begin RECORDS FOR PROCESSING
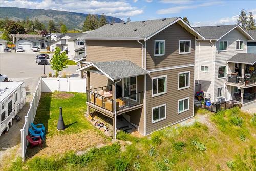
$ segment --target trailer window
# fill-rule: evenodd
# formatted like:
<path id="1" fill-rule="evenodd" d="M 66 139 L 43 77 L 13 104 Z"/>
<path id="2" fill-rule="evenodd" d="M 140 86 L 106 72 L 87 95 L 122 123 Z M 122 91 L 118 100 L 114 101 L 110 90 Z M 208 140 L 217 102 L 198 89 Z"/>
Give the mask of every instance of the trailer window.
<path id="1" fill-rule="evenodd" d="M 12 101 L 11 100 L 8 103 L 8 115 L 10 115 L 12 111 Z"/>
<path id="2" fill-rule="evenodd" d="M 4 121 L 5 119 L 5 111 L 4 111 L 1 114 L 1 123 Z"/>

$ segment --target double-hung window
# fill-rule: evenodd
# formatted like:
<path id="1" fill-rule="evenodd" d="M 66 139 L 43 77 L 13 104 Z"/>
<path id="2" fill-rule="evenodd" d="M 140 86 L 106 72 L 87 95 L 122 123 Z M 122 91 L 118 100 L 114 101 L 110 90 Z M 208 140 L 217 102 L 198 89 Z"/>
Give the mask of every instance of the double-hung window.
<path id="1" fill-rule="evenodd" d="M 227 50 L 227 41 L 220 41 L 220 44 L 219 45 L 219 50 Z"/>
<path id="2" fill-rule="evenodd" d="M 153 77 L 152 96 L 156 96 L 166 93 L 167 75 Z"/>
<path id="3" fill-rule="evenodd" d="M 222 87 L 217 88 L 217 97 L 222 97 L 223 88 Z"/>
<path id="4" fill-rule="evenodd" d="M 209 66 L 201 65 L 201 71 L 202 72 L 209 72 Z"/>
<path id="5" fill-rule="evenodd" d="M 243 46 L 243 41 L 236 41 L 236 50 L 243 50 L 244 48 Z"/>
<path id="6" fill-rule="evenodd" d="M 189 110 L 189 97 L 180 99 L 178 101 L 178 113 Z"/>
<path id="7" fill-rule="evenodd" d="M 226 77 L 226 66 L 219 66 L 218 69 L 218 78 Z"/>
<path id="8" fill-rule="evenodd" d="M 164 40 L 155 41 L 155 56 L 164 55 Z"/>
<path id="9" fill-rule="evenodd" d="M 152 123 L 155 123 L 166 118 L 166 104 L 152 108 Z"/>
<path id="10" fill-rule="evenodd" d="M 190 53 L 191 40 L 180 40 L 179 54 Z"/>
<path id="11" fill-rule="evenodd" d="M 190 71 L 179 73 L 179 90 L 187 88 L 190 86 Z"/>

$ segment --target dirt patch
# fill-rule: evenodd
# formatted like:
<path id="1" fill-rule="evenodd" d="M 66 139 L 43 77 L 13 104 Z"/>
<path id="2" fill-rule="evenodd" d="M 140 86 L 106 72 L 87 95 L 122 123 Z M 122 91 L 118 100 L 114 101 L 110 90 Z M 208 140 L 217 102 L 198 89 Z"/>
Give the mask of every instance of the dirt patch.
<path id="1" fill-rule="evenodd" d="M 47 138 L 44 142 L 43 148 L 28 148 L 26 155 L 34 156 L 50 156 L 63 154 L 69 151 L 83 151 L 86 149 L 105 144 L 108 140 L 100 132 L 88 130 L 86 132 L 62 135 Z"/>
<path id="2" fill-rule="evenodd" d="M 74 97 L 74 94 L 72 93 L 68 93 L 66 92 L 56 92 L 52 94 L 52 97 L 55 99 L 68 99 Z"/>

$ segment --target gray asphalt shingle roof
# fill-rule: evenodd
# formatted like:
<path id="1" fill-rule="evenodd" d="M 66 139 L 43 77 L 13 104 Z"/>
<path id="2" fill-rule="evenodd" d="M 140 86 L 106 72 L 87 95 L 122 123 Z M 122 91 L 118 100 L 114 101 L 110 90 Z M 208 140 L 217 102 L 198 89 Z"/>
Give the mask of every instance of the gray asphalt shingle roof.
<path id="1" fill-rule="evenodd" d="M 129 60 L 93 63 L 112 80 L 148 74 L 149 73 Z"/>
<path id="2" fill-rule="evenodd" d="M 82 38 L 142 38 L 154 34 L 179 17 L 107 24 Z M 135 31 L 136 30 L 136 31 Z"/>
<path id="3" fill-rule="evenodd" d="M 193 28 L 205 39 L 219 39 L 236 26 L 237 26 L 237 25 L 233 24 L 221 26 L 193 27 Z"/>
<path id="4" fill-rule="evenodd" d="M 239 53 L 229 59 L 227 62 L 254 65 L 256 63 L 256 54 Z"/>

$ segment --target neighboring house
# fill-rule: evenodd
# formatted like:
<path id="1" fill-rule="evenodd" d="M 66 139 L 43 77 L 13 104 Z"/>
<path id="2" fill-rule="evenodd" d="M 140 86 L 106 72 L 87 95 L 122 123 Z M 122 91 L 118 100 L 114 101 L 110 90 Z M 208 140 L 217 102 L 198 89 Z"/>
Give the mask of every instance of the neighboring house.
<path id="1" fill-rule="evenodd" d="M 41 41 L 34 38 L 25 38 L 16 41 L 16 48 L 21 47 L 24 50 L 31 50 L 33 46 L 37 46 L 41 49 Z"/>
<path id="2" fill-rule="evenodd" d="M 82 38 L 87 112 L 111 118 L 114 137 L 119 115 L 144 135 L 194 116 L 195 40 L 204 37 L 180 17 L 108 24 Z"/>
<path id="3" fill-rule="evenodd" d="M 56 41 L 52 42 L 52 50 L 54 51 L 56 47 L 59 47 L 62 50 L 66 50 L 68 53 L 68 40 L 80 34 L 79 33 L 67 33 L 59 35 Z"/>
<path id="4" fill-rule="evenodd" d="M 254 39 L 247 42 L 247 53 L 256 54 L 256 30 L 247 30 L 247 32 Z"/>
<path id="5" fill-rule="evenodd" d="M 253 89 L 255 87 L 251 89 L 249 87 L 255 86 L 256 84 L 248 84 L 245 77 L 251 71 L 250 75 L 254 77 L 253 63 L 251 59 L 246 62 L 246 54 L 247 41 L 253 39 L 237 25 L 194 28 L 205 38 L 196 41 L 195 82 L 201 84 L 201 90 L 209 94 L 211 102 L 222 98 L 240 101 L 238 98 L 241 97 L 243 105 L 247 102 L 244 100 L 244 91 L 255 92 Z M 230 83 L 233 81 L 237 81 L 237 84 Z"/>
<path id="6" fill-rule="evenodd" d="M 7 45 L 7 41 L 5 40 L 0 39 L 0 52 L 3 52 L 4 49 L 6 48 Z"/>

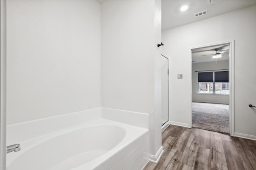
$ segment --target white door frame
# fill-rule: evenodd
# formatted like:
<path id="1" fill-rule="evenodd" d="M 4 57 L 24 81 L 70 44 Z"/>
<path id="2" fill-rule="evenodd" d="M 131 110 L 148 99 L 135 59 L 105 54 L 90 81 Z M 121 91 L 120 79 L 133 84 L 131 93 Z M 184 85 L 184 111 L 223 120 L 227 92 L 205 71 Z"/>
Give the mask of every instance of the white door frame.
<path id="1" fill-rule="evenodd" d="M 6 168 L 6 2 L 0 2 L 0 169 Z"/>
<path id="2" fill-rule="evenodd" d="M 192 54 L 191 51 L 193 49 L 202 47 L 207 47 L 215 45 L 224 44 L 229 44 L 229 131 L 231 136 L 234 135 L 234 40 L 232 40 L 226 42 L 221 42 L 211 44 L 210 45 L 201 45 L 192 47 L 189 49 L 189 58 L 188 64 L 188 127 L 191 128 L 192 126 L 192 113 L 191 103 L 192 102 Z"/>

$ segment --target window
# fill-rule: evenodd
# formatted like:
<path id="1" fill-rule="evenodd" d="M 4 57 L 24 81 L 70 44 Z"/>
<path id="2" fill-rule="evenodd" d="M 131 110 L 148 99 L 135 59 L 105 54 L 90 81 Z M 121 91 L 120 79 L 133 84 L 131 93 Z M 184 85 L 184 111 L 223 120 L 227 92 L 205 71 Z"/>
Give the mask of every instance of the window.
<path id="1" fill-rule="evenodd" d="M 229 94 L 228 71 L 215 71 L 198 73 L 198 93 Z"/>

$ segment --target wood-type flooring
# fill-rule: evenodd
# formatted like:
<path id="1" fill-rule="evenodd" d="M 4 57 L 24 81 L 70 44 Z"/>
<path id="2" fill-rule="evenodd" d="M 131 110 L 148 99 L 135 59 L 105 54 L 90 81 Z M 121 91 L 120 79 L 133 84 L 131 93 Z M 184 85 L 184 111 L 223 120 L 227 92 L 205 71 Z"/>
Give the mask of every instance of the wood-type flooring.
<path id="1" fill-rule="evenodd" d="M 256 170 L 256 141 L 170 125 L 162 133 L 164 152 L 143 170 Z"/>

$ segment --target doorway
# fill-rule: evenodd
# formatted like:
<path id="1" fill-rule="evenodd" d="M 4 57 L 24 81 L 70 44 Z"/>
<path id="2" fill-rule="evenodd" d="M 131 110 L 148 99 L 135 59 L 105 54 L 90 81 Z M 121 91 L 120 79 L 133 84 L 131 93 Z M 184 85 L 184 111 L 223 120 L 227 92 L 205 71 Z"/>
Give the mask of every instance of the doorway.
<path id="1" fill-rule="evenodd" d="M 233 41 L 190 49 L 190 125 L 232 134 Z"/>

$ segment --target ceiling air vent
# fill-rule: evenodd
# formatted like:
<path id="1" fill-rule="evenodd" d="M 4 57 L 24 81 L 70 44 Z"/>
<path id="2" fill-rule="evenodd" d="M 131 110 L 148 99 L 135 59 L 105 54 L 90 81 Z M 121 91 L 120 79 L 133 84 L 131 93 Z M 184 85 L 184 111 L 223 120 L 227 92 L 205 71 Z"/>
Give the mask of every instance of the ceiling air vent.
<path id="1" fill-rule="evenodd" d="M 198 12 L 197 13 L 196 13 L 194 15 L 195 17 L 197 17 L 206 14 L 207 14 L 207 10 L 205 10 L 204 11 L 202 11 L 201 12 Z"/>

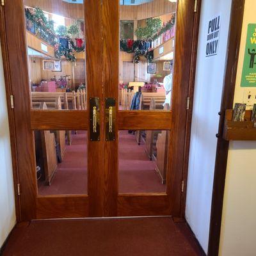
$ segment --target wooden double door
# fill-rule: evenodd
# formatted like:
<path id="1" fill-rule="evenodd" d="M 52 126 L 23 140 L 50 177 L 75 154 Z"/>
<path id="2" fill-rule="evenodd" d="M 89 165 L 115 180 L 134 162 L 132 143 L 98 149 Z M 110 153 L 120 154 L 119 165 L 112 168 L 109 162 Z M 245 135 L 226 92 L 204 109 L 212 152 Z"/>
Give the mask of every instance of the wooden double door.
<path id="1" fill-rule="evenodd" d="M 10 85 L 8 92 L 14 100 L 10 116 L 11 129 L 15 131 L 12 138 L 13 172 L 19 184 L 17 187 L 15 185 L 20 220 L 182 216 L 195 3 L 180 0 L 177 3 L 171 110 L 140 111 L 120 109 L 119 2 L 86 0 L 79 8 L 84 17 L 87 108 L 42 110 L 32 106 L 24 3 L 22 0 L 5 1 L 1 10 L 4 28 L 2 27 L 1 39 L 6 62 L 6 82 Z M 86 131 L 86 193 L 38 193 L 35 154 L 35 133 L 38 131 Z M 120 191 L 118 173 L 122 153 L 118 153 L 118 141 L 120 132 L 124 131 L 168 132 L 164 191 Z"/>

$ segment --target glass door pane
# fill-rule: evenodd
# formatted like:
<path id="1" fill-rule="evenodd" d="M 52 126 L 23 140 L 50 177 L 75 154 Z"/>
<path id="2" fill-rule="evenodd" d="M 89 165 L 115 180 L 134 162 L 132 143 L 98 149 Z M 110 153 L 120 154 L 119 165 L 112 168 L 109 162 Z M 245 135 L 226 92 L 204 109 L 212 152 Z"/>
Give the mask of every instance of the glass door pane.
<path id="1" fill-rule="evenodd" d="M 86 109 L 84 1 L 25 0 L 31 106 Z"/>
end RECORDS FOR PROCESSING
§ TASK REQUIREMENTS
Render as a JSON list of strings, one per line with blank lines omitted, the lines of the data starting at the line containing "--target white door frame" and ending at the line containing "6 168 L 6 2".

§ CORRECT RESPONSE
[
  "$ segment --target white door frame",
  "# fill-rule: evenodd",
  "# formatted like:",
  "<path id=\"1\" fill-rule=\"evenodd\" d=\"M 4 57 L 24 81 L 70 44 Z\"/>",
  "<path id=\"2\" fill-rule=\"evenodd\" d=\"M 131 110 L 148 99 L 135 59 L 105 54 L 90 81 Z M 121 91 L 120 79 L 133 84 L 131 93 Z M 184 85 L 184 111 L 223 120 L 227 92 L 205 71 Z\"/>",
  "Give the mask of every instance of the white door frame.",
  "<path id=\"1\" fill-rule=\"evenodd\" d=\"M 6 168 L 6 2 L 0 2 L 0 169 Z\"/>"
]